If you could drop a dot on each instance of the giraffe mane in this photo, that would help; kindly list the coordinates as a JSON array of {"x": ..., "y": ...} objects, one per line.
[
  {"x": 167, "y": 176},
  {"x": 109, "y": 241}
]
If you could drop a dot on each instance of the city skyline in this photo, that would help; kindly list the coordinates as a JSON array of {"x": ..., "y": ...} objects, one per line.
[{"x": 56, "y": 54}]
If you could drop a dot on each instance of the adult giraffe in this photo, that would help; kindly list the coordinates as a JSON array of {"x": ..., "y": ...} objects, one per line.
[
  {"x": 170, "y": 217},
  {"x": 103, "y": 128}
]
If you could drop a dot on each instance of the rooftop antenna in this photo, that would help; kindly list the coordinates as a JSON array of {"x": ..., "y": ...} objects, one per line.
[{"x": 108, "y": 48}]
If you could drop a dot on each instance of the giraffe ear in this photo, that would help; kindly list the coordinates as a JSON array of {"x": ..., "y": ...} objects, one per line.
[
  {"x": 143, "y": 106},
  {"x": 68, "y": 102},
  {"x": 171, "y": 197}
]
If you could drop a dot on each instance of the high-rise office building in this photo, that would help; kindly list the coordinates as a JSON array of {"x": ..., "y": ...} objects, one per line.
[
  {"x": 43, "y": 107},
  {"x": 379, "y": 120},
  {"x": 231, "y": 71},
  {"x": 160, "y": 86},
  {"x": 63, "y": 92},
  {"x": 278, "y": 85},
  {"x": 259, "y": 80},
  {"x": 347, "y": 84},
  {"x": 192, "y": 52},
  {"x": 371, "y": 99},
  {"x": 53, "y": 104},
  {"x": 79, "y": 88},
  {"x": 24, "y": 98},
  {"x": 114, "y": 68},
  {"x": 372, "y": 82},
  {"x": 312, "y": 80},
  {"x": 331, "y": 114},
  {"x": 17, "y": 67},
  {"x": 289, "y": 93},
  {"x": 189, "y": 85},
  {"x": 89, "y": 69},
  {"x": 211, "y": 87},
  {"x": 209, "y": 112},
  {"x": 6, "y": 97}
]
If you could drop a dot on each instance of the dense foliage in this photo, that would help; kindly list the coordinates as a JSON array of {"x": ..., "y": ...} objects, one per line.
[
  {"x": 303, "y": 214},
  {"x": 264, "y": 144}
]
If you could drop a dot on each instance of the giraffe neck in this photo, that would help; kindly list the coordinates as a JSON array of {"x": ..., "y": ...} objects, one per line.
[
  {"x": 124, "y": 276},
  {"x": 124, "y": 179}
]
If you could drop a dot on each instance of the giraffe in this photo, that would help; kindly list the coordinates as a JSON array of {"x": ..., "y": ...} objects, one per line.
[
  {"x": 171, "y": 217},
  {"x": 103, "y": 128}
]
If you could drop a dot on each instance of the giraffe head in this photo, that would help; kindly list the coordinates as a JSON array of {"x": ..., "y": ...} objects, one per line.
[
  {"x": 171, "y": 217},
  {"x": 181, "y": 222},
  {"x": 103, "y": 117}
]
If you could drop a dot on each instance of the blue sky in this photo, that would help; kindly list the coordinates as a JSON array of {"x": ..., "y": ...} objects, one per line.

Exercise description:
Each line of the material should be echoed exactly.

Full output:
If you could drop a dot on each instance of the giraffe mane in this photo, that would help; kindly list the coordinates as a JSON array of {"x": ..., "y": ...} objects, one per line.
[
  {"x": 167, "y": 176},
  {"x": 109, "y": 241}
]
If you could drop a dot on each instance of the city skyline in this photo, that would help; kindly list the coordinates as a JSON array of {"x": ..., "y": ...} objects, one per line.
[{"x": 56, "y": 54}]
If you could drop a dot on each instance of the adult giraffe in this photo, that would help; kindly list the coordinates as a JSON array of {"x": ..., "y": ...} objects, one per line.
[
  {"x": 170, "y": 217},
  {"x": 103, "y": 128}
]
If you could drop a dot on each instance of the rooftop antenna in this photo, that would help; kindly list the coordinates as a JSON array of {"x": ..., "y": ...} objects, one per line.
[{"x": 108, "y": 48}]
If you could drop a dot on each instance of the giraffe ear in this photo, that would help; kindly list the coordinates as a JSON array of {"x": ..., "y": ...} objects, one per line.
[
  {"x": 143, "y": 106},
  {"x": 68, "y": 102},
  {"x": 171, "y": 197}
]
If you could drop a dot on each instance of the high-rise office building in this photo, that would help; kindly list the coordinates as a JSON array of {"x": ..., "y": ...} objects, one per line.
[
  {"x": 43, "y": 107},
  {"x": 379, "y": 120},
  {"x": 231, "y": 71},
  {"x": 160, "y": 86},
  {"x": 63, "y": 92},
  {"x": 278, "y": 85},
  {"x": 259, "y": 80},
  {"x": 347, "y": 84},
  {"x": 192, "y": 52},
  {"x": 371, "y": 99},
  {"x": 53, "y": 104},
  {"x": 79, "y": 88},
  {"x": 24, "y": 98},
  {"x": 114, "y": 68},
  {"x": 372, "y": 82},
  {"x": 312, "y": 80},
  {"x": 331, "y": 114},
  {"x": 17, "y": 67},
  {"x": 289, "y": 93},
  {"x": 189, "y": 85},
  {"x": 89, "y": 69},
  {"x": 211, "y": 87},
  {"x": 209, "y": 112},
  {"x": 6, "y": 97}
]
If you could drop a dot on each instance of the dense foliage in this photo, that would help; kindly list the coordinates as a JSON array of {"x": ..., "y": ...} objects, one per line.
[
  {"x": 303, "y": 214},
  {"x": 264, "y": 144}
]
If you could drop a dot on each instance of the giraffe neck in this photo, that would help; kindly list the coordinates as a JSON array of {"x": ..., "y": ...} objects, one per line.
[
  {"x": 124, "y": 276},
  {"x": 124, "y": 179}
]
If you could drop a dot on each instance of the giraffe in this photo, that would help; kindly list the coordinates as a JSON array of {"x": ..., "y": ...} objects, one per line.
[
  {"x": 171, "y": 217},
  {"x": 103, "y": 128}
]
If you could drop a dot on each instance of the giraffe head in this photo, that would help; kindly list the coordinates as a JSON array of {"x": ..., "y": ...} objects, one per line.
[
  {"x": 171, "y": 217},
  {"x": 181, "y": 222},
  {"x": 103, "y": 117}
]
If you could drop a dot on each instance of the blue sky in this photo, that would help; kindly list the coordinates as a JSON array of {"x": ..., "y": ...} objects, one per line.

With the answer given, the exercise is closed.